→ GIVEN TASK:
Write out the data below word for word, from the line containing "Mark each instance of the small" through the final line of the data, including both of those lines.

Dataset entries
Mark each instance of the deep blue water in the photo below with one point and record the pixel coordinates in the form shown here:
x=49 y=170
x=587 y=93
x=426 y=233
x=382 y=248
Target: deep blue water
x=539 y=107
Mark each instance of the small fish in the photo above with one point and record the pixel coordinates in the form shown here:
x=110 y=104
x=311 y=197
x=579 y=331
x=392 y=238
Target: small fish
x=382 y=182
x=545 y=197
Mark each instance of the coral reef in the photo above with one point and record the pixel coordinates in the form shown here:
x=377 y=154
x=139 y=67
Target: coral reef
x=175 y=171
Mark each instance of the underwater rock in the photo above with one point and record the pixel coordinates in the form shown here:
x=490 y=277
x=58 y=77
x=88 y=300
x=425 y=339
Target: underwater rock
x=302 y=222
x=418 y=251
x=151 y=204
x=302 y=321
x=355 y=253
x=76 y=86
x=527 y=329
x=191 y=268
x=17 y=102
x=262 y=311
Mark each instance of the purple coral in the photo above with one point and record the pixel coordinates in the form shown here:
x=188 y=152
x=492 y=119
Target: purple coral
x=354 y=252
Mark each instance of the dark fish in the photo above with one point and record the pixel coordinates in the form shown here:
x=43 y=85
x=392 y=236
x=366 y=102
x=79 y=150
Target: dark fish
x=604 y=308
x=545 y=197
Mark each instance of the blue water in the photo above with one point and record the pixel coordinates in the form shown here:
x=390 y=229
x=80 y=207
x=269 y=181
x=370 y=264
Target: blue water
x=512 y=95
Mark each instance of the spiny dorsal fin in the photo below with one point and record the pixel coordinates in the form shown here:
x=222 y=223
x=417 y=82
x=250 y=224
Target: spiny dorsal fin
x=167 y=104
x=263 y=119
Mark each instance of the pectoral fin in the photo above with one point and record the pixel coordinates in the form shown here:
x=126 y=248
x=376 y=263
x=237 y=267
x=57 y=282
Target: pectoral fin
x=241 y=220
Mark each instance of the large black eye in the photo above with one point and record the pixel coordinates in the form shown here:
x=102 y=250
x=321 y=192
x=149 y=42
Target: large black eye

→ COMPLETE ANSWER:
Mark each instance of the small fish in the photo above with one point and record the pixel coordinates in the form shown here:
x=110 y=104
x=311 y=197
x=579 y=331
x=392 y=238
Target: small fish
x=382 y=182
x=545 y=197
Mark each instance of the coral reef in the photo above with one point and record the pixel coordinates in the form shown here:
x=377 y=154
x=139 y=67
Target: coral reef
x=175 y=171
Mark each instance of the underwater rock in the photo above with one point and record the pixel coordinates in the form shown here:
x=490 y=277
x=58 y=77
x=88 y=300
x=425 y=339
Target: underwater rock
x=302 y=222
x=418 y=251
x=151 y=204
x=302 y=321
x=355 y=253
x=76 y=86
x=527 y=329
x=191 y=268
x=17 y=102
x=262 y=311
Mark each instance of the purple coral in the photo above with one point and record the pixel coordinates in the form shown here:
x=188 y=152
x=492 y=119
Target: purple coral
x=354 y=252
Mark each instance of the dark fish in the photo above with one point and record the pixel coordinates in the form shown here:
x=43 y=85
x=392 y=236
x=366 y=102
x=79 y=150
Target: dark fish
x=604 y=308
x=545 y=197
Mark each instance of the blue water in the photo above with one point and record the pixel coordinates in the form shown here:
x=390 y=229
x=80 y=207
x=269 y=181
x=370 y=264
Target: blue water
x=512 y=95
Mark each instance of the spiny dorsal fin in the photo below with one point and record the pixel coordinates in the form shown here:
x=222 y=223
x=417 y=82
x=250 y=224
Target: spiny dorsal fin
x=167 y=104
x=263 y=119
Mark each instance of the pectoral fin in the photo above with one point and record the pixel coordinates in the form shown here:
x=126 y=248
x=376 y=263
x=237 y=267
x=57 y=282
Target: pectoral fin
x=241 y=220
Mark each instance of the large black eye in the photo above with one point and record the pixel coordinates in the form shown here:
x=102 y=250
x=321 y=192
x=149 y=42
Target: large black eye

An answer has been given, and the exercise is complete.